Wybrany fragment »
---
Ucieczka z socjalistycznego raju/Escaping from a socialistic paradise

Niedawno wybrany Prezydent Francji, Francois Hollande, obiecywał w wyborach złote góry. Jak nakazuje najlepsza praktyka populizmu postanowił „przyłożyć bogatym, aby dać biednym”. Czyli stary, dobry Robin Hood. O ile jednak w bajkach Robin z Locksley w najlepszy łupił pasibrzuchy, zaś w nagrodę zdobywał serca pięknych kobiet, to rzeczywistość wygląda inaczej. Piękną kobietę, Carlę Bruni, zdobył Nicolas Sarkozy jakby co. Zaś zamożni Francuzi, zamiast grzecznie i karnie płacić 75% podatku, a to ci zaskoczenie dziw nad dziwy i cud prawdziwy, postanowili poszukać krajów z mniej opresyjnym systemem podatkowym.

Taki Gerald Depardieu, znany na całym świecie francuski aktor, powiedział wyraźne „nie” zakusom rządu. Ja go doskonale rozumiem. Jakby mnie ktoś kazał płacić równie absurdalne podatki też bym zaczęła kombinować. To zwyczajne prowokowanie obywatela., Chcę uczciwie pracować dla mojego kraju i uczciwie się rozliczać. Nie zamierzam jednak dać się okradać w imię zdobycia taniego posłuchu. Podatki płacić trzeba  i doskonale to rozumiem. Ale 75% to kradzież w biały dzień, a nie uczciwe rozliczenie. Nie wiem jak ktokolwiek mógł wierzyć,  że ludzi zwyczajnie w świecie nie trafi szlag na podobne pomysły. Nie wiem jak ktokolwiek przypuszczał, że  pomysł przejdzie. Jak widać naiwne myślenie życzeniowe ma się całkiem dobrze. 


(http://rt.com/files/art-and-culture/news/putin-depardieu-russian-passport-465/french-gerard-depardieu-actor.n.jpg)

Wspomniany Gerald Depardieu postanowił dać nogę na Wschód, a dokładniej do Rosji. Perspektywa zamiany 75% podatku na 13% brzmi całkiem kusząco. Po dostaniu zezwolenia na stały pobyt, a nawet obywatelstwa rosyjskiego, Depardieu nie będzie musiał nawet szukać podatkowego raju, że tam niby pracuje. Nie będzie musiał niczego chachmęcić w zeznaniach podatkowych. Po prostu uczciwie zapłaci o wiele bardziej rozsądną stawkę. Jak czytamy w serwisach informacyjnych, Prezydent Władimir Putin zapowiedział, że aktor będzie mile widzianym gościem w Rosji.
---
Surowe dane »
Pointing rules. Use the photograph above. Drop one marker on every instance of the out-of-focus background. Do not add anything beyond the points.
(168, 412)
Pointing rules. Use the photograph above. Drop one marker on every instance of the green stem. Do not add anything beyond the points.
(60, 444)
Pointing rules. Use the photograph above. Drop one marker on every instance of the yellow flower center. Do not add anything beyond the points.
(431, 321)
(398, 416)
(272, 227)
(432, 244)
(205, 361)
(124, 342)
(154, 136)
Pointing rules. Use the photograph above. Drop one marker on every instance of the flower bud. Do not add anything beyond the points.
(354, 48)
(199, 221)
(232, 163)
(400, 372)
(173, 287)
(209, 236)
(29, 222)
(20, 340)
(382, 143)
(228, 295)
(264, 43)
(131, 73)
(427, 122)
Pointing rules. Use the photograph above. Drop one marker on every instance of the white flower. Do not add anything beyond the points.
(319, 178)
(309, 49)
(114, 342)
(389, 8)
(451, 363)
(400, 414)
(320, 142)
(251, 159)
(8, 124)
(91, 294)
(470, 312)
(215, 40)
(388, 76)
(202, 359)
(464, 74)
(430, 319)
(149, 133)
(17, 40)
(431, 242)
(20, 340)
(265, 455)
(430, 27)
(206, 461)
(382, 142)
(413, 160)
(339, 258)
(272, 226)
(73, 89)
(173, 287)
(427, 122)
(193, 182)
---
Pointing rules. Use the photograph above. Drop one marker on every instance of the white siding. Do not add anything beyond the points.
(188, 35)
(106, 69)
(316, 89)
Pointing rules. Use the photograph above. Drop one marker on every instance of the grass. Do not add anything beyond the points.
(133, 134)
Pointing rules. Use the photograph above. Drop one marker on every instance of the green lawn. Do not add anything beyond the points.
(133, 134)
---
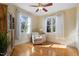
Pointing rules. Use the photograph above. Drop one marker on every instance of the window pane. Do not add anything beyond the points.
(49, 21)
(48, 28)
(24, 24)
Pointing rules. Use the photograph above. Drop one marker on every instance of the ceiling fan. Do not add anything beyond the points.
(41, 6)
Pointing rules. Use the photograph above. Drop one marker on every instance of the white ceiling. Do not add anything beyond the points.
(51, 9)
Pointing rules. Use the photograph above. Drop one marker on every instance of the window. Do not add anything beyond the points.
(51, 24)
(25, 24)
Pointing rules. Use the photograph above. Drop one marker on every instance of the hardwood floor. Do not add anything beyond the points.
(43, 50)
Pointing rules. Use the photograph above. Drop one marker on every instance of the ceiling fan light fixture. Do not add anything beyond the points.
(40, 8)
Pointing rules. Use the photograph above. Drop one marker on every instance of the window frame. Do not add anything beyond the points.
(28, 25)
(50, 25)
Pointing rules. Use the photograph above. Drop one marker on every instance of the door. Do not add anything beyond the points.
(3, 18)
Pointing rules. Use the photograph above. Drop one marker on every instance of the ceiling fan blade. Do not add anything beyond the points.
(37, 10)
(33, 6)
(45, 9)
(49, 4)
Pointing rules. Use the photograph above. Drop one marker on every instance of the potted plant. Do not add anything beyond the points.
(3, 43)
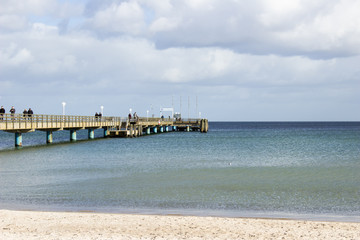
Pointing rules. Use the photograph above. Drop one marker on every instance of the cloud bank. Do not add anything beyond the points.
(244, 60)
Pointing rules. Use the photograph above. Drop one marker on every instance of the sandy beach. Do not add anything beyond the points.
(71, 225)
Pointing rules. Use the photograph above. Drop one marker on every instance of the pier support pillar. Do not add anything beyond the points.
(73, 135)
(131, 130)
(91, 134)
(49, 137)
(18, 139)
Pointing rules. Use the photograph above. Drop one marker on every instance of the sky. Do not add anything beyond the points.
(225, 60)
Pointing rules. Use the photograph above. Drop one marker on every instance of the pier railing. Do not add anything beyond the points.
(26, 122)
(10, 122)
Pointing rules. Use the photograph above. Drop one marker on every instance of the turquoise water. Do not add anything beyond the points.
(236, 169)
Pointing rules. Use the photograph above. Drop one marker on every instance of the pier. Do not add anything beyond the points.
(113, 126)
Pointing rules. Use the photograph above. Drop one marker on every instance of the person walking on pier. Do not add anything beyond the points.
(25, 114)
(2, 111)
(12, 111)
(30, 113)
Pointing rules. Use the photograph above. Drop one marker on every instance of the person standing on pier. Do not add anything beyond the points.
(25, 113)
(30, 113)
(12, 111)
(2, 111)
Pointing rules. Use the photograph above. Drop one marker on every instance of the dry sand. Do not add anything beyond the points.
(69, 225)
---
Wymagania zadań »
(A) Streść w dwóch zdaniach tekst o francuskim podatku 75%.
(B) Podaj, ile wierszy rekordów zawiera ciąg „window”, i wpisz wyłącznie liczbę.

Odpowiedzi do zadań »
(A) Prezydent Francji Francois Hollande postanowił „przyłożyć bogatym, aby dać biednym”, a zamożni Francuzi, zamiast płacić 75% podatku, zaczęli szukać krajów z mniej opresyjnym systemem podatkowym. Jednym z nich jest aktor Gerald Depardieu, który postanowił wyjechać do Rosji, kuszony perspektywą zamiany 75% podatku na 13%, a prezydent Władimir Putin zapowiedział, że aktor będzie tam mile widzianym gościem.

(B) 3